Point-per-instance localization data
- - - - - - -

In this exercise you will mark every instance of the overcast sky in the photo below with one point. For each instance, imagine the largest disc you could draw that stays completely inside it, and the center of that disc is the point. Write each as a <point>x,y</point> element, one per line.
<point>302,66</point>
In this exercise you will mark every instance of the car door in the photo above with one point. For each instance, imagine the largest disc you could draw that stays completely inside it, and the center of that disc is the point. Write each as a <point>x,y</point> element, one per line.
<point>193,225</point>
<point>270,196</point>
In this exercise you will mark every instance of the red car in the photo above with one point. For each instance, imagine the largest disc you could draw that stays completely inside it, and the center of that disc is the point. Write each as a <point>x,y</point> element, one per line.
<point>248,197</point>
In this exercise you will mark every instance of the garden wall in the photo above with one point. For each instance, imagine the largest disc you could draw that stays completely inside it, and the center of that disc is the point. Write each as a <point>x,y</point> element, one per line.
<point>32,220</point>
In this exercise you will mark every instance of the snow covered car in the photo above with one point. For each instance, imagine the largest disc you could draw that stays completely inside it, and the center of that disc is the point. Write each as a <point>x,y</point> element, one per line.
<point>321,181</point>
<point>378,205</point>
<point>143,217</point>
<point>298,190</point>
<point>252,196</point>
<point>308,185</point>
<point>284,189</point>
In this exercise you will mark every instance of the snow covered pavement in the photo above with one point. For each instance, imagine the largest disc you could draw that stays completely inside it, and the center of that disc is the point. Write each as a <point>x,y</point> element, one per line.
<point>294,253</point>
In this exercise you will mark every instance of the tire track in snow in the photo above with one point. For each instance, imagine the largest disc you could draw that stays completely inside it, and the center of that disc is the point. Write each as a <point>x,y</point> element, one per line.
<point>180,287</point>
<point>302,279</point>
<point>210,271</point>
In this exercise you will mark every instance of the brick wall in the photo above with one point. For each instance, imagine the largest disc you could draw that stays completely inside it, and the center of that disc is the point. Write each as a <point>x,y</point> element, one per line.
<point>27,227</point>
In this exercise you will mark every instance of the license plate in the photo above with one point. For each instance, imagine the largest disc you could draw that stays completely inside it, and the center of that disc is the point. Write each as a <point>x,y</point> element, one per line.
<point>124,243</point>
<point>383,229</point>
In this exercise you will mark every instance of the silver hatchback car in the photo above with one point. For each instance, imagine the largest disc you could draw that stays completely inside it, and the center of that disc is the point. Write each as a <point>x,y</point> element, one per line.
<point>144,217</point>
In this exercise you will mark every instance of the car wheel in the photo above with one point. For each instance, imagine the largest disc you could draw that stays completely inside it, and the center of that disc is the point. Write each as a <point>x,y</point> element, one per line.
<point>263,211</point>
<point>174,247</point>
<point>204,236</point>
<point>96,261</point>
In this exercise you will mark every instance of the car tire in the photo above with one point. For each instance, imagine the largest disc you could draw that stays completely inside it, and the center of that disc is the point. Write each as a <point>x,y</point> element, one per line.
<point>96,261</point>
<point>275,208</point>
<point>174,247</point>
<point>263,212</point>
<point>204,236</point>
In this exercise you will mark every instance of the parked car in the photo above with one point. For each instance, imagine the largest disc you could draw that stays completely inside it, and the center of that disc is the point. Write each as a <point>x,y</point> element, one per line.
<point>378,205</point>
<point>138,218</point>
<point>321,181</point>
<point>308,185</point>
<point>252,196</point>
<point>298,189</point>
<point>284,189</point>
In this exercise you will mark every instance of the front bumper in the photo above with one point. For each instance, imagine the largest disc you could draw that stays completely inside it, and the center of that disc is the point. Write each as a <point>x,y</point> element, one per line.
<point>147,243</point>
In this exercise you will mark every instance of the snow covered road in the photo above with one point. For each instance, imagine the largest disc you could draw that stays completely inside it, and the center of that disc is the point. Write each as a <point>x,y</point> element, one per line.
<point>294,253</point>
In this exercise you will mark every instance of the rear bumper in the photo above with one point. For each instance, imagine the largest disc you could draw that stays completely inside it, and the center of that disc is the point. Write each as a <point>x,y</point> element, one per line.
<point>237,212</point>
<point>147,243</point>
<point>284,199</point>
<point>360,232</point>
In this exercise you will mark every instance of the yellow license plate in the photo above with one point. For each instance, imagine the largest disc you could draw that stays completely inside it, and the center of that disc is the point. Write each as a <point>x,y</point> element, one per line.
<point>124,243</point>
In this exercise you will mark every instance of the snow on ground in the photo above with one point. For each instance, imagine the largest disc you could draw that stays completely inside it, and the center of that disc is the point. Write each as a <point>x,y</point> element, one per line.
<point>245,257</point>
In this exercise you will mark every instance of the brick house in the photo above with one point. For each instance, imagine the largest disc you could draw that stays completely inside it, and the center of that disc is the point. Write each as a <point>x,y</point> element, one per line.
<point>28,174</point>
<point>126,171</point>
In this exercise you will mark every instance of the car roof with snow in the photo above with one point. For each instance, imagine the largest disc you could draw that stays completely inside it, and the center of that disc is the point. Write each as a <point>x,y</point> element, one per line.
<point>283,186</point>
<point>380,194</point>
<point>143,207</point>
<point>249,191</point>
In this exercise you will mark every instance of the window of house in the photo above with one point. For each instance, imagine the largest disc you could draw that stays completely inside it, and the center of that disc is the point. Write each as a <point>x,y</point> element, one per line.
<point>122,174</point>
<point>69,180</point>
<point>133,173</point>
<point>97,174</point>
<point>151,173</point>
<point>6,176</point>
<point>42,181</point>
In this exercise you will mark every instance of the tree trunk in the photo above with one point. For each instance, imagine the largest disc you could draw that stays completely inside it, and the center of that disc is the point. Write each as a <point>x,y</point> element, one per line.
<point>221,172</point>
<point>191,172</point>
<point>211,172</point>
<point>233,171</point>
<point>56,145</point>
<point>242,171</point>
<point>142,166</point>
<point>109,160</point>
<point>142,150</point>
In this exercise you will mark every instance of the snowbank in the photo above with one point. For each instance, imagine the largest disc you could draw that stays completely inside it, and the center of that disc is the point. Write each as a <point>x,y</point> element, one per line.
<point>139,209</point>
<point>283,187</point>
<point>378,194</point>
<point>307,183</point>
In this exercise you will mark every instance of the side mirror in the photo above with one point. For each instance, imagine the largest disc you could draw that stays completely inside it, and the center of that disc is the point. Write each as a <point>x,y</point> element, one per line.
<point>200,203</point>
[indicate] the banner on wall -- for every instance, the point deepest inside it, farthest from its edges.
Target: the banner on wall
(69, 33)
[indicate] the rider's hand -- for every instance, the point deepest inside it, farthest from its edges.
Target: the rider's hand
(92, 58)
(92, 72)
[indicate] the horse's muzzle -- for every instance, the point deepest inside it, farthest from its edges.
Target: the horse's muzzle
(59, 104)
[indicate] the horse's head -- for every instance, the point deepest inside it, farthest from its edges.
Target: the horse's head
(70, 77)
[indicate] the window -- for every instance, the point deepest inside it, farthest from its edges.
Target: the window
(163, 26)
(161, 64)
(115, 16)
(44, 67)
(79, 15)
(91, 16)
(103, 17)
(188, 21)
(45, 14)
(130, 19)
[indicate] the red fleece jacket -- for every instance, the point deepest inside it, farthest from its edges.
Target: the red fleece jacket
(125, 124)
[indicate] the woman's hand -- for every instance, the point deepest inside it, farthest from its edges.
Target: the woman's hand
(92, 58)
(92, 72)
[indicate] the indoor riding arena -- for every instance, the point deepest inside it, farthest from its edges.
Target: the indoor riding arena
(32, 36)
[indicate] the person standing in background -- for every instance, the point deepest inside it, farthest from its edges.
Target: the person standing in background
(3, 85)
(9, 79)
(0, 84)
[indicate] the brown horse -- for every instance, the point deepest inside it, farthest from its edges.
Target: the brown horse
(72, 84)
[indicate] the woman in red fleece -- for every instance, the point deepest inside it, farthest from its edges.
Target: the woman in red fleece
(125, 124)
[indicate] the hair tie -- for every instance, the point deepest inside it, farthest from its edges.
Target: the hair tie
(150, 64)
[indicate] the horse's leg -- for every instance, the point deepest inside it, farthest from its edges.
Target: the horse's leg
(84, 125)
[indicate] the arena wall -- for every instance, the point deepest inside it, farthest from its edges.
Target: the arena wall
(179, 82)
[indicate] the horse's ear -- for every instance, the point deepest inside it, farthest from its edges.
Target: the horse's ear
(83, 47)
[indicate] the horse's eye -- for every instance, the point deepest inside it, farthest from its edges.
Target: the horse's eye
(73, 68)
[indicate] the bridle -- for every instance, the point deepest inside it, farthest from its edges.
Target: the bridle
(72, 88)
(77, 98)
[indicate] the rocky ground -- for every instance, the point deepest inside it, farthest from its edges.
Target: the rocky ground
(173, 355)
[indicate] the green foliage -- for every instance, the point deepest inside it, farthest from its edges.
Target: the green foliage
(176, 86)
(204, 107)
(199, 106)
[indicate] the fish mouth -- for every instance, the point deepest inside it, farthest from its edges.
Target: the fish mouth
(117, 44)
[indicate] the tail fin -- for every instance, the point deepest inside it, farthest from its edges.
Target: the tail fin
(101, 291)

- - - - - - -

• [What you need to do]:
When you reach the line containing "[indicate] the hair" in the data above, start copying exactly, and stop after the line containing "[indicate] the horse's ear".

• [Task result]:
[indicate] the hair tie -- for every instance, the point deepest inside it, farthest from its edges.
Target: the hair tie
(150, 64)
[indicate] the horse's leg -- for every instance, the point deepest inside it, farthest from its edges.
Target: the horse's leg
(84, 125)
[indicate] the arena wall -- for every instance, the point deepest inside it, farthest from its edges.
Target: the arena wall
(179, 82)
[indicate] the horse's ear -- for every instance, the point deepest inside it, farthest from its edges.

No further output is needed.